This set of instructions was used to create
scikit-image/tools/deploy-docs.sh

-  Go to Github account settings -> personal access tokens
-  Create a new token with access rights ``public_repo`` and
   ``user:email only``
-  Install the travis command line tool: ``gem install travis``. On OSX,
   you can get gem via ``brew install ruby``.
-  Take then token generated by Github and run
   ``travis encrypt GH_TOKEN=<token>`` from inside a scikit-image repo
-  Paste the output into the secure: field of ``.travis.yml``.
-  The decrypted GH\_TOKEN env var will be available for travis scripts

https://help.github.com/en/github/authenticating-to-github/creating-a-personal-access-token-for-the-command-line
https://docs.travis-ci.com/user/encryption-keys/

Deprecation cycle
-----------------

If the behavior of the library has to be changed, a deprecation cycle must be
followed to warn users.

- a deprecation cycle is *not* necessary when:

    * adding a new function, or
    * adding a new keyword argument to the *end* of a function signature, or
    * fixing what was buggy behavior

- a deprecation cycle is necessary for *any breaking API change*, meaning a
    change where the function, invoked with the same arguments, would return a
    different result after the change. This includes:

    * changing the order of arguments or keyword arguments, or
    * adding arguments or keyword arguments to a function, or
    * changing a function's name or submodule, or
    * changing the default value of a function's arguments.

::::::::::

**INSTRUCTIONS**
A: Which changes does the extract say require a deprecation cycle? Name each one.
B: Copy everything in the extract from "- a deprecation cycle is necessary" down to "a function's arguments.", swapping "submodule" for "package".

**DATA LINES**
::::::::::

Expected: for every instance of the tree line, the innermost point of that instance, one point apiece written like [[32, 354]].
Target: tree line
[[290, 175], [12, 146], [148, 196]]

::::::::::

**RESPONSES FOR EACH TASK**
A:
- Changing the order of arguments or keyword arguments
- Adding arguments or keyword arguments to a function
- Changing a function's name or submodule
- Changing the default value of a function's arguments

B:
- a deprecation cycle is necessary for *any breaking API change*, meaning a
    change where the function, invoked with the same arguments, would return a
    different result after the change. This includes:

    * changing the order of arguments or keyword arguments, or
    * adding arguments or keyword arguments to a function, or
    * changing a function's name or package, or
    * changing the default value of a function's arguments.